● WORK REQUIRED
Continue the passage about the Vanderbilt faculty seminar, starting right after its final sentence.

● SOURCE TEXT

In addition to the three seminar co-directors, the seminar will consist of six Vanderbilt University faculty members, two Vanderbilt University graduate students, and one Andrew W. Mellon Postdoctoral Fellow from an institution other than Vanderbilt. Scholars selected for participation will also be appointed as Warren Center Fellows for the 2015/2016 year. Fellows will receive individual research funds for participation in the program. Funds will also be available to the seminar to host an array of visiting speakers during the year that the seminar is meeting as well as a follow up program that will be planned by members of the seminar for the next academic year.

Stored items

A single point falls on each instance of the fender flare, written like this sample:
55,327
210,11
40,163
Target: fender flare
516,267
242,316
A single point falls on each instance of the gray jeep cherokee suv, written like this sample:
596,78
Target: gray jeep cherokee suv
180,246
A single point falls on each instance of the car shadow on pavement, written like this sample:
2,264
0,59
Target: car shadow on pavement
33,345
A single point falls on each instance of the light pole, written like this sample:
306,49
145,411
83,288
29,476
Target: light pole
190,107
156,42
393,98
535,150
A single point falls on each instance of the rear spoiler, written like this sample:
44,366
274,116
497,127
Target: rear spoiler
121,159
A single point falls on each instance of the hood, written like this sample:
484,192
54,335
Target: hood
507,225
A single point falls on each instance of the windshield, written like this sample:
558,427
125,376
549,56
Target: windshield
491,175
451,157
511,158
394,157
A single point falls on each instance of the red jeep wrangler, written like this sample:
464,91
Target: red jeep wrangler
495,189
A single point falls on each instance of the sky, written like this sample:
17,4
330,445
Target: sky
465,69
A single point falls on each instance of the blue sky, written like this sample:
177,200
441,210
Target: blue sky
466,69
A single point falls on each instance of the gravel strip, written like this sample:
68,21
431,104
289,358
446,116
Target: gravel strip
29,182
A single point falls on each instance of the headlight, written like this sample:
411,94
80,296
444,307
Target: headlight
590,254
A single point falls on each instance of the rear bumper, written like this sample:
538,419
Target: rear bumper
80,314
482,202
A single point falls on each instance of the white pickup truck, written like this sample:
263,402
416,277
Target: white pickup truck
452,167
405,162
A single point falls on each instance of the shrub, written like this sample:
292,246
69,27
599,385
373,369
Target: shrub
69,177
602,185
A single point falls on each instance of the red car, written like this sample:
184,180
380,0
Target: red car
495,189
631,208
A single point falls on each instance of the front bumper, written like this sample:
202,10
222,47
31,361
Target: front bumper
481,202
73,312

● ANSWER
We invite applications for the Andrew W. Mellon Visiting Postdoctoral Fellowship from young scholars in all disciplines whose lively presence will help to focus our work and stimulate discussions. An applicant's Ph.D. must have been awarded between December 30, 2009 and December 30, 2014. The seminar meets weekly and will allow the Visiting Postdoctoral Fellow ample time to pursue a major research project. The combined interests of the Visiting Postdoctoral Fellow and the Vanderbilt faculty fellows will determine the exact form and content of seminar discussions.

The Visiting Postdoctoral Fellow is provided with a spacious office within the Center's own building. The fellowship pays a stipend of $50,000 and provides a research fund of $3,000 for the academic year in residence. The fellowship also provides up to $1,500 in moving expenses. Complete applications must be submitted by January 14, 2015.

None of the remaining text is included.